→ Instructions to follow:
The result should be a word-for-word retyping of the entries below, free of pictures.

→ Data for this task:
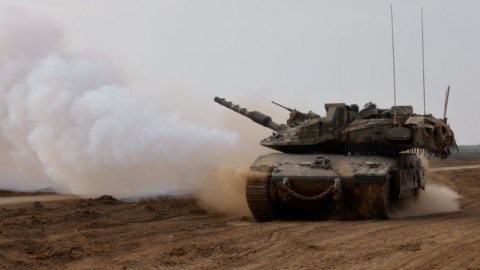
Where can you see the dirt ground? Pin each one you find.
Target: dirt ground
(176, 233)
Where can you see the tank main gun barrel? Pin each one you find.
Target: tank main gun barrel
(286, 108)
(256, 116)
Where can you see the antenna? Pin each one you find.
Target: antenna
(447, 93)
(423, 64)
(340, 76)
(394, 88)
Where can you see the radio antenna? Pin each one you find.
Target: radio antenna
(340, 76)
(423, 64)
(394, 87)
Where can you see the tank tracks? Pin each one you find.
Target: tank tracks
(258, 199)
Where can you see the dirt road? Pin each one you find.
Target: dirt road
(170, 233)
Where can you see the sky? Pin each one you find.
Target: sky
(301, 54)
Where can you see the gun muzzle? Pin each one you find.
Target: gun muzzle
(256, 116)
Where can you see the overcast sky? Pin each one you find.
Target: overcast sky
(292, 52)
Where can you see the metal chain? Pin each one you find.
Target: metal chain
(285, 192)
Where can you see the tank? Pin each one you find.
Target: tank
(351, 163)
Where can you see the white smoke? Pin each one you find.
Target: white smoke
(68, 118)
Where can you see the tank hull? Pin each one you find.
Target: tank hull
(339, 185)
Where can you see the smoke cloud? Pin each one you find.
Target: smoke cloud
(69, 121)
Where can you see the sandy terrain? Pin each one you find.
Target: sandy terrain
(168, 233)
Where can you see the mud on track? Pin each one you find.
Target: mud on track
(104, 233)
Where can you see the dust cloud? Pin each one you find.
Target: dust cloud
(69, 121)
(435, 199)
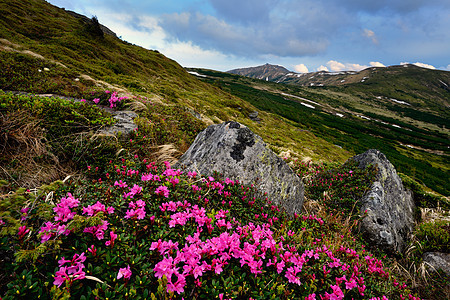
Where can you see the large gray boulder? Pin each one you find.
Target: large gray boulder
(236, 152)
(390, 208)
(124, 125)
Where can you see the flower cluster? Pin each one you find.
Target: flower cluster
(70, 270)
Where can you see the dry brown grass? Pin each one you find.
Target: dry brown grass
(25, 159)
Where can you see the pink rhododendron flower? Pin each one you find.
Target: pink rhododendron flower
(163, 191)
(125, 273)
(22, 232)
(72, 272)
(62, 209)
(97, 231)
(113, 237)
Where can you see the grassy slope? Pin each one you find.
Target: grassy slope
(428, 162)
(59, 37)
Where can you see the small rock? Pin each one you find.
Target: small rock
(124, 123)
(437, 260)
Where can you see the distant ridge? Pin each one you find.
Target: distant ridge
(266, 72)
(436, 79)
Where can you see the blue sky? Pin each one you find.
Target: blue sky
(302, 35)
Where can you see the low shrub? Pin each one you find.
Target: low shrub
(149, 231)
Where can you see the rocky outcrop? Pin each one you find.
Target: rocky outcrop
(235, 151)
(124, 124)
(437, 261)
(390, 208)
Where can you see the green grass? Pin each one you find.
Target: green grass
(351, 133)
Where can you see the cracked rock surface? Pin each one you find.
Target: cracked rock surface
(390, 207)
(236, 152)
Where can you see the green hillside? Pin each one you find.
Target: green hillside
(86, 214)
(355, 121)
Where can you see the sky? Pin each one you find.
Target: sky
(301, 35)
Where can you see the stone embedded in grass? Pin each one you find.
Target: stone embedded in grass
(236, 152)
(437, 261)
(390, 208)
(124, 123)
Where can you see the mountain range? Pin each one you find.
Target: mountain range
(301, 116)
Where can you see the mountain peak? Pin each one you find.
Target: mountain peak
(266, 72)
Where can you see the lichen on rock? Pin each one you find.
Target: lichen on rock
(234, 151)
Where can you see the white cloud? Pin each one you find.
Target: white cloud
(422, 65)
(370, 35)
(301, 68)
(377, 64)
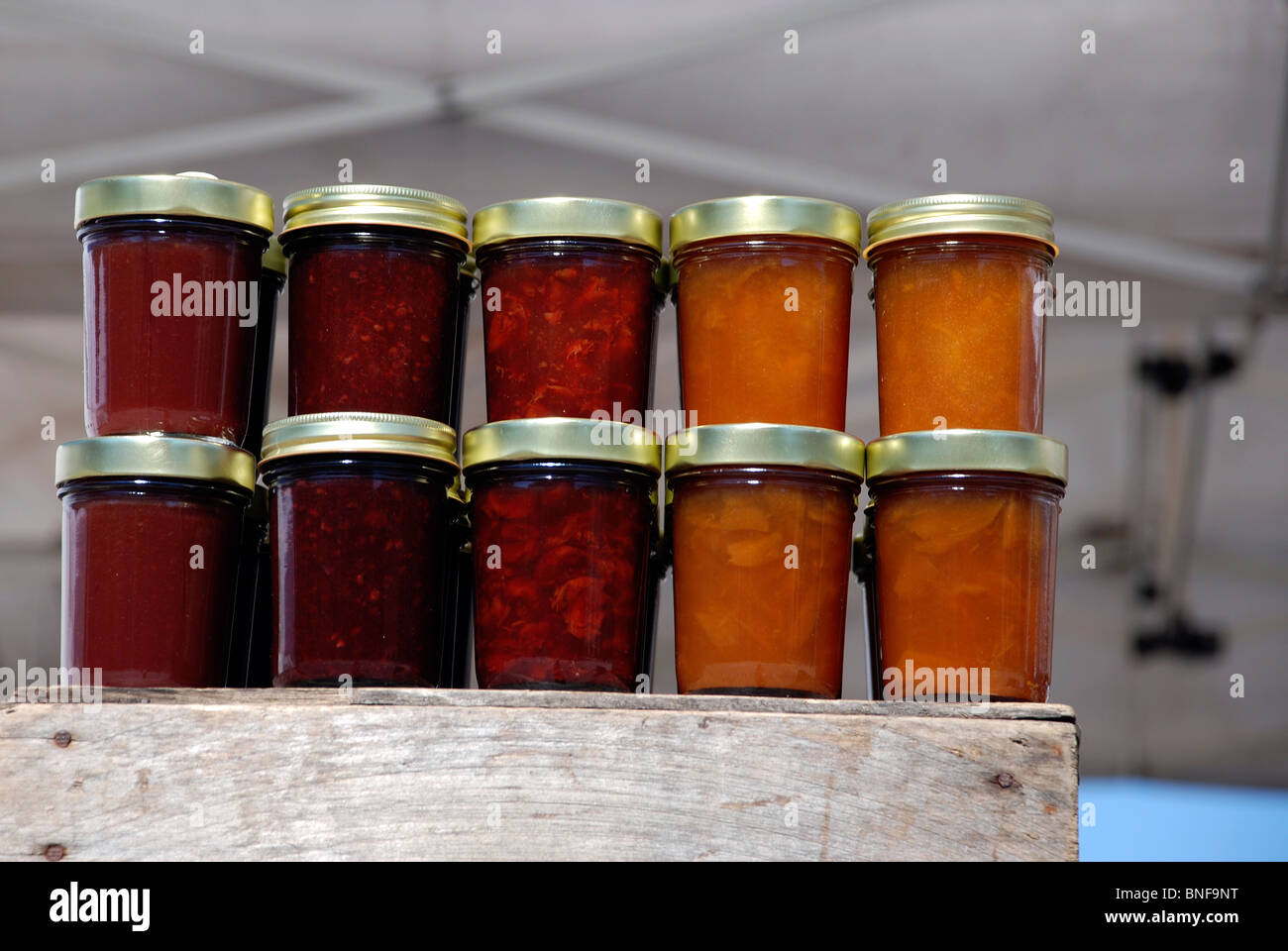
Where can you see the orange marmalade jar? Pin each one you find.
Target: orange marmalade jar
(965, 549)
(960, 339)
(763, 300)
(760, 521)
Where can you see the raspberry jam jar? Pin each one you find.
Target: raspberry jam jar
(565, 521)
(570, 307)
(454, 668)
(760, 519)
(373, 304)
(763, 299)
(151, 528)
(468, 286)
(960, 334)
(253, 615)
(359, 532)
(171, 266)
(271, 278)
(965, 552)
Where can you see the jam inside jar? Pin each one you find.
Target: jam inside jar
(761, 547)
(374, 300)
(763, 304)
(965, 562)
(359, 534)
(571, 298)
(151, 528)
(562, 544)
(171, 266)
(960, 331)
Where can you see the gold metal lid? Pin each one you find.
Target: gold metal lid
(568, 217)
(557, 438)
(369, 204)
(967, 450)
(960, 214)
(767, 214)
(368, 433)
(187, 195)
(155, 457)
(764, 444)
(273, 257)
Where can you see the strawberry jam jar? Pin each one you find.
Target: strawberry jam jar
(373, 304)
(271, 279)
(961, 334)
(571, 295)
(760, 522)
(565, 521)
(763, 300)
(965, 553)
(359, 532)
(151, 530)
(171, 266)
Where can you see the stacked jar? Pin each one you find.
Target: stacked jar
(562, 480)
(362, 531)
(178, 329)
(965, 488)
(761, 483)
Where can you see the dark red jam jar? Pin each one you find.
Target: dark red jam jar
(571, 292)
(374, 299)
(271, 278)
(565, 519)
(151, 527)
(468, 287)
(253, 617)
(171, 266)
(360, 527)
(454, 668)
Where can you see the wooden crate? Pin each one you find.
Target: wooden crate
(498, 775)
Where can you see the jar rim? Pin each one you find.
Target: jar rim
(764, 445)
(767, 214)
(375, 205)
(562, 438)
(187, 195)
(932, 215)
(153, 455)
(554, 217)
(966, 451)
(359, 433)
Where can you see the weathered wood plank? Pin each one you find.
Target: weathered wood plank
(514, 775)
(581, 699)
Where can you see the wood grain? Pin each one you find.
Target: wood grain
(514, 775)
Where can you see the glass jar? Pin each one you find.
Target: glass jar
(454, 661)
(359, 528)
(250, 648)
(760, 521)
(468, 286)
(570, 307)
(171, 266)
(965, 562)
(151, 527)
(961, 335)
(271, 278)
(373, 305)
(763, 300)
(565, 517)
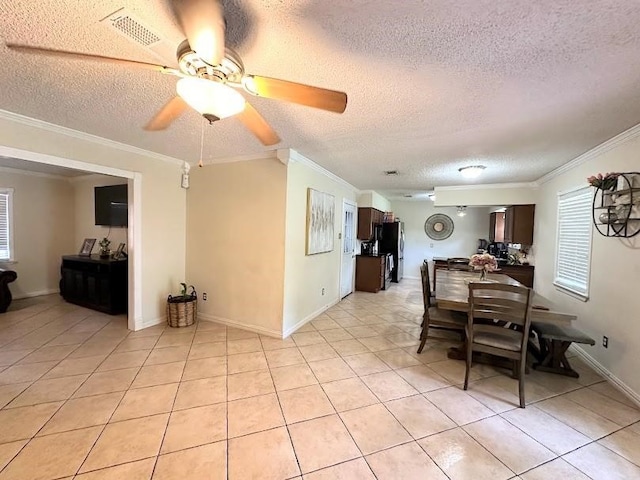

→ Task solution:
Where can you see the dirt ground? Pin each one you find.
Target: dirt ground
(176, 233)
Where can you see the tank main gun barrel? Pin each one you find.
Target: tank main gun barrel
(286, 108)
(256, 116)
Where can you see the antenna? Pin each one you find.
Target: antenna
(447, 93)
(423, 64)
(340, 76)
(394, 88)
Where can you see the radio antenna? Pin each one you find.
Target: radio antenna
(340, 76)
(423, 64)
(394, 87)
Where can you see the tank tracks? Pin each one you find.
Target: tank tracks
(258, 199)
Where can you see the dirt road? Pin each one you find.
Target: dirt road
(170, 233)
Where can you see the sky? Pin each one you find.
Target: sky
(301, 54)
Where can you see the gun muzzle? Pin each one you find.
Target: gun muzzle
(256, 116)
Where can you see the overcast sky? Pin each one you find.
Target: overcast sky
(292, 52)
Where can you see the metal chain? Pin each one you find.
Target: metal chain
(285, 192)
Where can you see the tank? Pin each one you find.
Target: tank
(351, 163)
Where can you see the white smoke? Pin each one you find.
Target: white smoke
(68, 118)
Where can you see the tank hull? Pin each one you find.
Target: tank hull
(339, 185)
Where can you see the smoke cloud? Pin each one you find.
Target: smoke cloud
(69, 121)
Where can you see the sandy terrain? Pin each one you find.
Target: sandy terrain
(168, 233)
Where can you see the mud on track? Pin each one you find.
Target: mud on track
(104, 233)
Where can you see the dust cloud? Pin each one you find.
Target: dust cloud
(69, 121)
(435, 199)
Where can you see the large gray boulder? Pin each one you find.
Target: large gray boulder
(236, 152)
(390, 208)
(124, 125)
Where can you see the flower cluster? Pin each one you find.
Target: flower cluster
(70, 270)
Where can you see the dry brown grass? Pin each one you find.
Target: dry brown grass
(25, 159)
Where can you see the pink rhododendron flower? Pin each one you find.
Target: pink rhododendron flower
(163, 191)
(125, 273)
(22, 232)
(72, 272)
(62, 209)
(97, 231)
(113, 237)
Where can you see the grassy slope? Pin each one you find.
Target: grassy slope
(428, 162)
(59, 37)
Where can you see the small rock? Pin each one you find.
Target: small rock
(124, 123)
(437, 260)
Where can you see the distant ridge? Pin each one you find.
Target: distant ridge
(266, 72)
(436, 79)
Where can you see the blue sky? Pin each one you find.
Target: blue sky
(302, 35)
Where can you see the low shrub? Pin each one you find.
Target: low shrub
(149, 231)
Where can you see the rocky outcrop? Pin each one you find.
Target: rocky outcrop
(235, 151)
(124, 124)
(437, 261)
(390, 208)
Where can you see the green grass? Pin each one you find.
Target: green grass
(351, 133)
Where can you see the cracked rock surface? Pin each one you find.
Target: cracked rock surface
(390, 207)
(236, 152)
Where can you see the green hillside? Pin each one you find.
Target: green hillside
(86, 214)
(355, 121)
Where can you see the sky? Pin each one you find.
Target: sky
(301, 35)
Where can you see the stone embedded in grass? Pin each one you find.
Target: stone embedded in grass
(236, 152)
(437, 261)
(390, 208)
(124, 123)
Where can you see the mountain range? Pin each one you find.
Target: mountain range
(301, 116)
Where can you see the mountain peak? Pin each one you find.
Target: mountain peak
(266, 72)
Where can you see the lichen on rock? Pin each one you find.
Target: lichen on rock
(234, 151)
Where can you see the white cloud? Pin each one you find.
Target: white cloud
(422, 65)
(370, 35)
(301, 68)
(377, 64)
Where can you see the orange marmalade jar? Pin each one you find.
Target: orange marmalade jar
(965, 549)
(960, 339)
(763, 300)
(760, 521)
Where can you see the raspberry jam jar? Pin each one you find.
Target: raspberry jam jar
(565, 521)
(570, 307)
(454, 668)
(760, 519)
(373, 304)
(763, 299)
(151, 528)
(468, 286)
(960, 334)
(253, 615)
(359, 532)
(171, 266)
(271, 278)
(965, 552)
Where can you see the jam inside jar? Pin each one you find.
Target: jam inside jar
(761, 547)
(374, 300)
(763, 304)
(965, 562)
(359, 534)
(571, 298)
(151, 528)
(562, 544)
(171, 266)
(960, 331)
Where can you see the gold metal lid? Pin each one you find.
Target: gold metal lid
(568, 217)
(557, 438)
(369, 204)
(967, 450)
(960, 214)
(767, 214)
(368, 433)
(187, 195)
(155, 457)
(764, 444)
(273, 257)
Where can you see the strawberry jam jar? Pin each one you find.
Target: strawberry jam jar
(373, 304)
(271, 279)
(961, 334)
(571, 295)
(760, 522)
(565, 521)
(763, 300)
(965, 553)
(359, 532)
(151, 530)
(171, 266)
Where can you see the stacked jar? Pin each one you find.
Target: stacked jar
(562, 480)
(362, 531)
(178, 329)
(965, 488)
(761, 483)
Where can you see the dark red jam jar? Pin each one you find.
Target: dark red jam jar
(571, 292)
(374, 299)
(271, 278)
(565, 519)
(151, 527)
(468, 287)
(253, 617)
(171, 266)
(360, 527)
(454, 668)
Where can you see the wooden crate? Pin each one you find.
Target: wooden crate
(498, 775)
Where can you see the jar rim? Pin each one you find.
Target: jar rim
(764, 445)
(767, 214)
(375, 205)
(562, 438)
(187, 195)
(932, 215)
(153, 455)
(554, 217)
(966, 451)
(359, 433)
Where can you see the weathered wood plank? Pin each one you find.
Target: weathered wood plank
(514, 775)
(581, 699)
Where can you see the wood grain? Pin each one you find.
Target: wood grain
(514, 775)
Where can you see the glass jar? Pin each one you find.
Target: glass jar
(454, 661)
(359, 528)
(250, 648)
(760, 521)
(468, 286)
(570, 307)
(171, 266)
(965, 562)
(151, 527)
(961, 335)
(271, 278)
(373, 305)
(763, 300)
(565, 517)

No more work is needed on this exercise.